▸ What the task asks: Repeat exactly, and only, the lines from the one holding "Exercise. Point out the grey" through the last line of the records below.
####
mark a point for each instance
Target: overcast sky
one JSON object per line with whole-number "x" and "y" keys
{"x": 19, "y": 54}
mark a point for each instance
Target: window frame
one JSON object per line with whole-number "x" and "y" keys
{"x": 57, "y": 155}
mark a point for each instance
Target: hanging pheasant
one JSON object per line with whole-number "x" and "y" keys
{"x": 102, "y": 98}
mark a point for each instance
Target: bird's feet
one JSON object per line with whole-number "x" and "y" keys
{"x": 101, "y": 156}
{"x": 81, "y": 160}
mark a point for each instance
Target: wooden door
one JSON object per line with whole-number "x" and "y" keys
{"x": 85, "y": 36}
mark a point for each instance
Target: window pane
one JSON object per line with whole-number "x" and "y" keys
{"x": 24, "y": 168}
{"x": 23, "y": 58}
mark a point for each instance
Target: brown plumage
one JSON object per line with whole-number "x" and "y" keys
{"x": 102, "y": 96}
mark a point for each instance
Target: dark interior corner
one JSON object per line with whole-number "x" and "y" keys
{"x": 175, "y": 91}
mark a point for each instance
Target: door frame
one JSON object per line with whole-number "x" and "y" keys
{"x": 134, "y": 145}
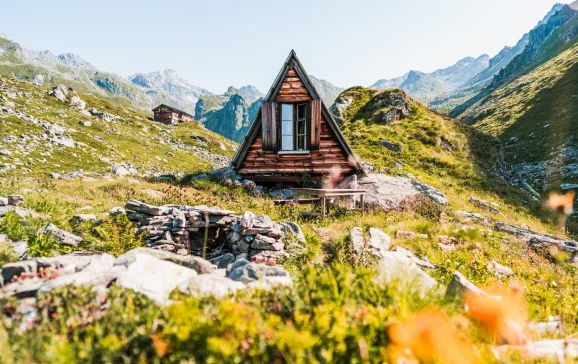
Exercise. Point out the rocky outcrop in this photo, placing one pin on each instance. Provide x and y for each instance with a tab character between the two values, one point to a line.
538	240
396	193
211	231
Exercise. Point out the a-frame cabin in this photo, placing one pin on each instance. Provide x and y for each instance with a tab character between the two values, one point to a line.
294	134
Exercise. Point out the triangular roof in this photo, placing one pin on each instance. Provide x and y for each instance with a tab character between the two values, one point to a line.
292	61
174	108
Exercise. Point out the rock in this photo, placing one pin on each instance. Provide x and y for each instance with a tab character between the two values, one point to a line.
459	287
154	277
484	205
223	261
396	193
15	200
275	234
269	283
271	244
537	240
59	92
263	222
76	101
63	237
290	227
210	285
200	265
468	217
558	351
99	279
11	270
396	266
247	220
378	241
80	218
357	239
20	248
409	235
391	146
22	289
254	231
145	208
424	263
550	328
242	270
500	270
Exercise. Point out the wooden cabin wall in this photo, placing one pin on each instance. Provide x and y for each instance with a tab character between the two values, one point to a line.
319	162
292	89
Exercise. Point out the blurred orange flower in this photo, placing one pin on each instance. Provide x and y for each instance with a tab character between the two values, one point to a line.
502	314
429	337
161	347
562	203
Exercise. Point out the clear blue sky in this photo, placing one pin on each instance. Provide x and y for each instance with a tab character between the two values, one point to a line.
217	43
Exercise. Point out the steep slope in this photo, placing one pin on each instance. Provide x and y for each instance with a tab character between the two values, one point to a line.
445	103
229	114
326	89
535	115
427	86
435	147
182	93
40	135
545	42
45	68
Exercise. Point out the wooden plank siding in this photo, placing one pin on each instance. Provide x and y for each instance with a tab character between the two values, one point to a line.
316	163
293	89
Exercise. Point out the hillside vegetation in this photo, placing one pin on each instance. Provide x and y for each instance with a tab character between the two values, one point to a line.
42	135
340	307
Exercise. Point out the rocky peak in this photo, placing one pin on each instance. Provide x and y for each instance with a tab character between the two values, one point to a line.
251	93
73	60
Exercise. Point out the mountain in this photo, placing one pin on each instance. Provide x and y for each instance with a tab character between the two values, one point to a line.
251	93
445	103
142	91
326	89
427	86
66	133
531	105
229	114
182	94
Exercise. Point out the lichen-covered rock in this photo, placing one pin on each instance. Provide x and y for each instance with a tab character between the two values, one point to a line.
396	193
154	277
63	237
200	265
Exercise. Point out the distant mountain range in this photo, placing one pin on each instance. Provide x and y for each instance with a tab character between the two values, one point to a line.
427	86
445	89
531	105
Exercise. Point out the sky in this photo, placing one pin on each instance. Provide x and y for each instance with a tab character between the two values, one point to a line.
218	43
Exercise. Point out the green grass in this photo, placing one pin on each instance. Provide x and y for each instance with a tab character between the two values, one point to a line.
338	309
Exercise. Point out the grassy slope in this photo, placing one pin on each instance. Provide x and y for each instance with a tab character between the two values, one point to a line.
130	138
336	307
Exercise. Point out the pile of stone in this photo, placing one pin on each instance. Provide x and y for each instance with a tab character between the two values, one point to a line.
218	233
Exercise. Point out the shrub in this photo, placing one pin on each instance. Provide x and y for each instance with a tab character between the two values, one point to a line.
115	236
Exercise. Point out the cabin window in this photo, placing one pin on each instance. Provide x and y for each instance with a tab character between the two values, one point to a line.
293	127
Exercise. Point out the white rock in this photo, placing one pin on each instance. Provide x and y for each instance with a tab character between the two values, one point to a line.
154	278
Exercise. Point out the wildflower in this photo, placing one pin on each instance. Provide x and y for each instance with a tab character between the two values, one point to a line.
501	313
161	347
562	203
429	337
563	206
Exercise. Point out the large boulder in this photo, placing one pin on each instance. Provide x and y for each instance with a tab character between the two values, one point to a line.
396	193
210	285
153	277
198	264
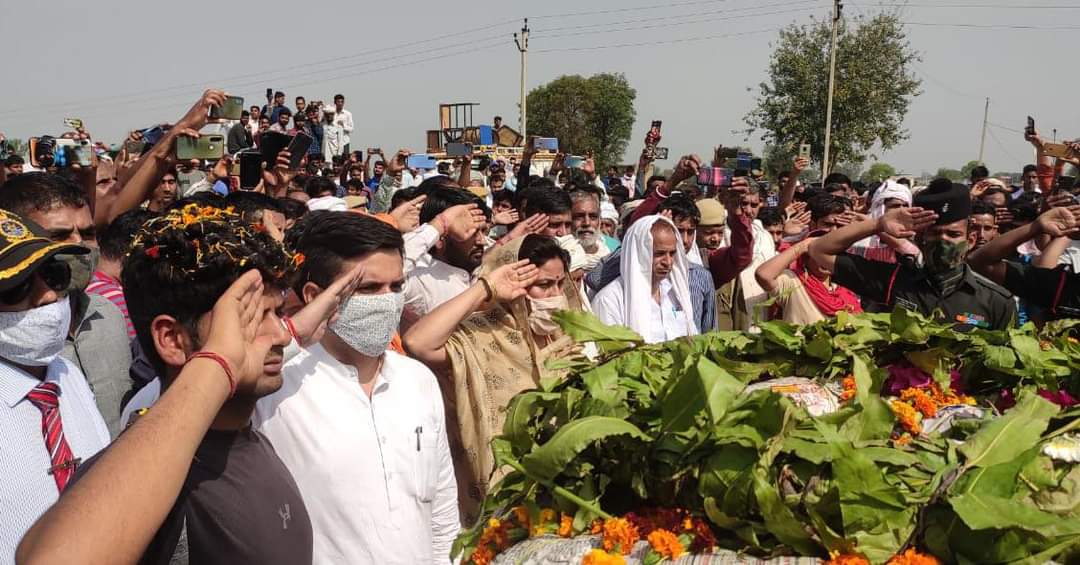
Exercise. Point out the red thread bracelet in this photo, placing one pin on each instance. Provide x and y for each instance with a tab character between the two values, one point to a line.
292	328
225	366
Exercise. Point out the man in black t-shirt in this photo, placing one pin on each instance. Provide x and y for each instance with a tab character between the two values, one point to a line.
190	480
1043	282
942	283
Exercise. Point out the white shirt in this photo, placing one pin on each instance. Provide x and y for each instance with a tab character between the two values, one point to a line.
333	140
375	472
26	487
343	119
667	320
429	282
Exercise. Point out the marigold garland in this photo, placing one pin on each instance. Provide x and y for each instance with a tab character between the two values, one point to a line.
907	416
913	557
620	535
598	556
566	526
671	533
665	543
835	557
918	403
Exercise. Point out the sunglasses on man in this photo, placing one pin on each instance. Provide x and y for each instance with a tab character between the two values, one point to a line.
55	273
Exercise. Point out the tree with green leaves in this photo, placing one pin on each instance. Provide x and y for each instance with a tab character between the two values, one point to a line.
14	147
588	115
875	84
967	169
950	174
877	173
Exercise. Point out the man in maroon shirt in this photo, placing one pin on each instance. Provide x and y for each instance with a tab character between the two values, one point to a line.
724	263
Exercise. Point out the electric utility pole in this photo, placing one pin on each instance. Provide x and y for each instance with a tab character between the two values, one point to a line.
837	7
523	46
982	140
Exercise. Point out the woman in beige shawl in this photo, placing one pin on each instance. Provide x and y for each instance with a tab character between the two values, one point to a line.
489	344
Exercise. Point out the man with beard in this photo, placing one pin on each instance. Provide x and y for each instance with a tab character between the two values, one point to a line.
164	194
585	216
940	222
983	223
191	480
442	254
97	339
685	214
374	416
49	419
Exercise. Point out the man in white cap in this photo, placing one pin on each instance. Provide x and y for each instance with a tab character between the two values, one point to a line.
651	296
609	225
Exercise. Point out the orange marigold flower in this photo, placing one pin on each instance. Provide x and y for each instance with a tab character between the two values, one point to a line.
666	543
849	388
566	526
620	535
597	556
908	417
483	555
913	557
921	401
522	514
837	559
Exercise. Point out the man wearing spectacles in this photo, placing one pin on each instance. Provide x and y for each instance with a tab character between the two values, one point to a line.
97	339
49	420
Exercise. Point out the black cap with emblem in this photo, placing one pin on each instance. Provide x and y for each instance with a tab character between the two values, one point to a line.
24	246
949	200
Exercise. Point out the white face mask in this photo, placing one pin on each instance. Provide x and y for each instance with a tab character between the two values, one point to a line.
35	337
540	310
367	322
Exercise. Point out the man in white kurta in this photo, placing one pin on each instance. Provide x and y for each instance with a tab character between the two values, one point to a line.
651	295
375	472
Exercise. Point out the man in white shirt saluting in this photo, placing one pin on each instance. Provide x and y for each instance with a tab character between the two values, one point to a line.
362	428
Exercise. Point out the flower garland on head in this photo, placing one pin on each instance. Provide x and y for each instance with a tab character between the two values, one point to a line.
191	238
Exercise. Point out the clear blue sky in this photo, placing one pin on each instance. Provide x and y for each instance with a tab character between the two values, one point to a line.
129	64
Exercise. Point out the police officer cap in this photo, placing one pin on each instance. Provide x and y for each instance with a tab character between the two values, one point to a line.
949	200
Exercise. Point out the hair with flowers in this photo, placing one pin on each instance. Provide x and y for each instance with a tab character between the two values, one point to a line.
180	263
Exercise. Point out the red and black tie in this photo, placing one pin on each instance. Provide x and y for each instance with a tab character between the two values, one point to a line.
45	397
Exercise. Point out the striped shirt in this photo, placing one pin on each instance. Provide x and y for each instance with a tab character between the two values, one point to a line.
108	287
27	488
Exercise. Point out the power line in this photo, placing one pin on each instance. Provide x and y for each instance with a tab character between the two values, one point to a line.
981	7
991	124
944	84
700	21
126	108
636	9
264	76
993	26
262	79
677	16
684	40
1002	147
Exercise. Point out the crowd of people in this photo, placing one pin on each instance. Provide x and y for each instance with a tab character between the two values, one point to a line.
312	371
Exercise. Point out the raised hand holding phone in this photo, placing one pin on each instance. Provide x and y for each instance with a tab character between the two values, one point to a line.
199	115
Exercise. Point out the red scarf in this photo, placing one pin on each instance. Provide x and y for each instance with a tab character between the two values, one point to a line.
827	301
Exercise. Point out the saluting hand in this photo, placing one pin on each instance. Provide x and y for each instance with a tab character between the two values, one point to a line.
1060	220
512	281
904	223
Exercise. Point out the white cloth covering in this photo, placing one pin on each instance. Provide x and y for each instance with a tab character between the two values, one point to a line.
628	300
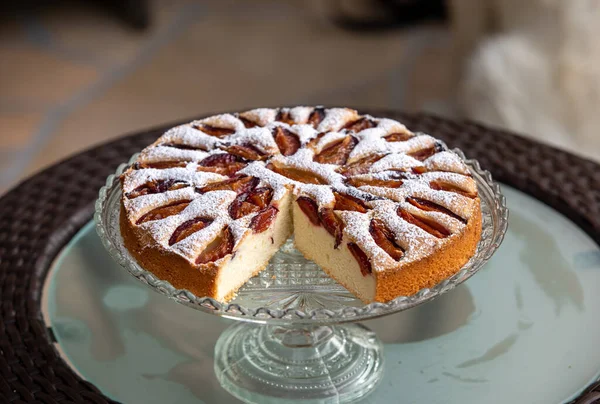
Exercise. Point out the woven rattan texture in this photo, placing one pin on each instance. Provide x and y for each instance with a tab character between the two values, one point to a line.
40	215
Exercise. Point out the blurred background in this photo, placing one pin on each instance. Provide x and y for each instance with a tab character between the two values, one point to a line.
77	73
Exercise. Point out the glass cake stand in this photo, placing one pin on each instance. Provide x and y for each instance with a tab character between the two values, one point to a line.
297	336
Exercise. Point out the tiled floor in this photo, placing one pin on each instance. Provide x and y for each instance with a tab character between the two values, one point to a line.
72	78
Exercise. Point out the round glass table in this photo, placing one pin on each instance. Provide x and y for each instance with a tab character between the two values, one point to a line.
530	311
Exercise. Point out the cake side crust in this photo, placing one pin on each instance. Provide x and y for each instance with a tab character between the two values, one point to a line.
434	268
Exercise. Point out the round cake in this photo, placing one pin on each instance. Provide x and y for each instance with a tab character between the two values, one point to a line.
382	210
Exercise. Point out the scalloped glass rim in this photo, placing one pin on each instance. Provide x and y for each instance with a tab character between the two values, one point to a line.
490	194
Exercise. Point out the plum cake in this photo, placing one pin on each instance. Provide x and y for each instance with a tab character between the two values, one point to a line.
381	209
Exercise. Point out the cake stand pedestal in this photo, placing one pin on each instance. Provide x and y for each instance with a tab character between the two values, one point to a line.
275	364
299	345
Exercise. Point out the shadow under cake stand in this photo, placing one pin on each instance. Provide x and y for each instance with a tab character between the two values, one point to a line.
298	335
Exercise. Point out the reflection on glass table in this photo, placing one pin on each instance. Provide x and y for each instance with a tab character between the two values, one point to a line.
518	319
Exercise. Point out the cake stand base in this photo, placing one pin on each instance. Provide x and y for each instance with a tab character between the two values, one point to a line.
316	364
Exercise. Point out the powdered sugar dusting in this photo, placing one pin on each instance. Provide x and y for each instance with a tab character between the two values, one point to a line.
444	167
260	138
261	116
446	161
300	114
187	135
336	118
164	153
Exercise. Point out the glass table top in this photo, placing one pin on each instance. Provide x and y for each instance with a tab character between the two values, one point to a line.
524	329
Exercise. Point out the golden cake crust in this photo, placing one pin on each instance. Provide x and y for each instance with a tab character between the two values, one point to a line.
206	205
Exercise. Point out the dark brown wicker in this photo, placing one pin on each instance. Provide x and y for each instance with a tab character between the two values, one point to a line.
40	215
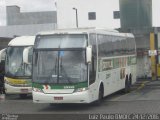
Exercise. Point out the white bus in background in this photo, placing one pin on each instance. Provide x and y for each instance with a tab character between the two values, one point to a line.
82	65
17	72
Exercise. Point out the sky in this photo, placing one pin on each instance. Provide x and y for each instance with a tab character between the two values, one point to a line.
49	5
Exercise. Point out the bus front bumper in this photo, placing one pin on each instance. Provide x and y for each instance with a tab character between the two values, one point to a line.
77	97
17	90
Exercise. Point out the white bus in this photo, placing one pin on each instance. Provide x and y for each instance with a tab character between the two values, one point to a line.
82	65
17	72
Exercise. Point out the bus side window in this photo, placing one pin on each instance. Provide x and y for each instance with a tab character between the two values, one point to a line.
93	65
92	70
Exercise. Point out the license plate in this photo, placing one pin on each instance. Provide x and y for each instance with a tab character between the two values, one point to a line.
24	90
58	98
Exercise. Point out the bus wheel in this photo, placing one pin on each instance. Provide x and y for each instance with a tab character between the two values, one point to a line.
23	96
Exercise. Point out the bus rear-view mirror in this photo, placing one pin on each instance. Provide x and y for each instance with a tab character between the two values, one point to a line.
2	54
89	54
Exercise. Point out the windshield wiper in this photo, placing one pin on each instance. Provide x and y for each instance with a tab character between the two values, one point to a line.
65	74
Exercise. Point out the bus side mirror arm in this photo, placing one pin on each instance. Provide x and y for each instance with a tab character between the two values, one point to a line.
89	54
26	55
2	54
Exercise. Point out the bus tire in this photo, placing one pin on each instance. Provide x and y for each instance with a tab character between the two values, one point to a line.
23	96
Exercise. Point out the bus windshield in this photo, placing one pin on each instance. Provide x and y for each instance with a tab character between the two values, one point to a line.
14	66
58	67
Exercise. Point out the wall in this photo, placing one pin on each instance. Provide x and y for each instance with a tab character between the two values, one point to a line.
66	16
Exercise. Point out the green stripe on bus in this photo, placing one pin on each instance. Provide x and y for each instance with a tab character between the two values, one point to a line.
62	86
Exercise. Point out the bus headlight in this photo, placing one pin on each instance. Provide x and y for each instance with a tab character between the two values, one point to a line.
37	90
80	89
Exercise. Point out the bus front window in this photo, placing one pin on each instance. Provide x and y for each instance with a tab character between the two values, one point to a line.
14	63
60	67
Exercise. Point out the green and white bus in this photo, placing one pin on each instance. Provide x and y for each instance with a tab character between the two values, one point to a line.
17	72
82	65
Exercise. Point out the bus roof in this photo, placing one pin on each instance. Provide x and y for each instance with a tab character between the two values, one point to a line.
22	41
86	31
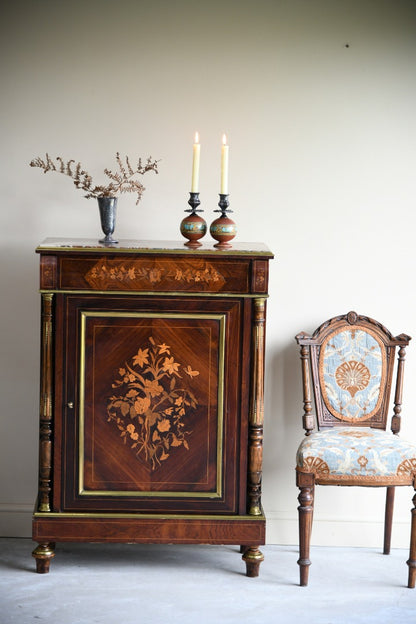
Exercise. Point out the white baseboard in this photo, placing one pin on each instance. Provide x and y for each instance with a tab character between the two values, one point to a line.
281	528
16	520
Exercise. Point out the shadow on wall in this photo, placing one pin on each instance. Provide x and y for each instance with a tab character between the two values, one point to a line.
19	363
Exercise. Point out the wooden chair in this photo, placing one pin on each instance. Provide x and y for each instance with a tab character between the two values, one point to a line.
350	360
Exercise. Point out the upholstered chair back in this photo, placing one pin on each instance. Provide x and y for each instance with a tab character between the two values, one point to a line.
351	361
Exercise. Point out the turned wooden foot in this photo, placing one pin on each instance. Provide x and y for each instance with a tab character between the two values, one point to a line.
412	555
253	558
43	555
305	509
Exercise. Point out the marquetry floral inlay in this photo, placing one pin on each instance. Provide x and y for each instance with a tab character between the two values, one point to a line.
152	403
110	273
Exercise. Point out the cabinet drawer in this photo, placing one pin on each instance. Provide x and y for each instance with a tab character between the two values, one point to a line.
154	274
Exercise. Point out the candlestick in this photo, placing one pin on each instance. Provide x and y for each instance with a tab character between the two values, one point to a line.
195	164
223	229
224	166
193	227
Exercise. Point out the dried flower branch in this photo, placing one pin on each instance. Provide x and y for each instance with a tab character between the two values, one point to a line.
122	181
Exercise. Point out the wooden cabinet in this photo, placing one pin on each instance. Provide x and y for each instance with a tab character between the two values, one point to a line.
151	410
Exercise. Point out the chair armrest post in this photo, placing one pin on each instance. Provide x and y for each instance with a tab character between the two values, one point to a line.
396	420
308	419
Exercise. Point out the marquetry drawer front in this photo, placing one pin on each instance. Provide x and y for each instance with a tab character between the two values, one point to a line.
155	274
151	403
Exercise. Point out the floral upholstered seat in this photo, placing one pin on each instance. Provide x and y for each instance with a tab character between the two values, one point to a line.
349	363
357	455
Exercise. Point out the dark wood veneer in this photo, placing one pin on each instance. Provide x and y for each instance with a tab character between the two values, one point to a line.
151	418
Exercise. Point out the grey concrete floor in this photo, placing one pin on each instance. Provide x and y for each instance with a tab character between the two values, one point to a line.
134	584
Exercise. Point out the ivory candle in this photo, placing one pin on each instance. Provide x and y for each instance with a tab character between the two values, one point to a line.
195	164
224	166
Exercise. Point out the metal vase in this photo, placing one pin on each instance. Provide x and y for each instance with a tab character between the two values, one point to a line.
108	208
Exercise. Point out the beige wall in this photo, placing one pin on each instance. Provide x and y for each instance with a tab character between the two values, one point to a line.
322	169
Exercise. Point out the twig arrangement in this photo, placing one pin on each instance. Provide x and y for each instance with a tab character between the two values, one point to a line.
122	181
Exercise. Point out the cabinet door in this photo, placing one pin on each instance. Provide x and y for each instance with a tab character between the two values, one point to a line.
####
▸ Task response:
Exercise. Point out the grey concrete floor in this photo, placing one pin on each instance. Provide x and y for each instance with a tab character between the two values, one point to a line.
134	584
Exercise. Point out the ivory candle in this photo, placing one pin on each instance. Provide x and y for each instance with a tab character between the two values, one point to a line.
195	164
224	166
Exercise. Point out the metal vase in this photo, placing one pin on each instance. Provide x and y for each instance with a tab character between the two values, one point to a line.
108	208
Exercise. Point out the beige wall in this photo, placing one pin on each instance. Provide x and y for each instance with a tab character between the two values, one point to a line.
322	169
Exercise. Point out the twig arrangement in this photo, placing one pin on each instance. Provide x and y for each instance with a tab character between the two values, one point to a line.
122	181
Exercise. Point out the cabinet door in this photo, placing one pin on each instance. Provide x and y for each instance with a tab character between the two values, one point to a line.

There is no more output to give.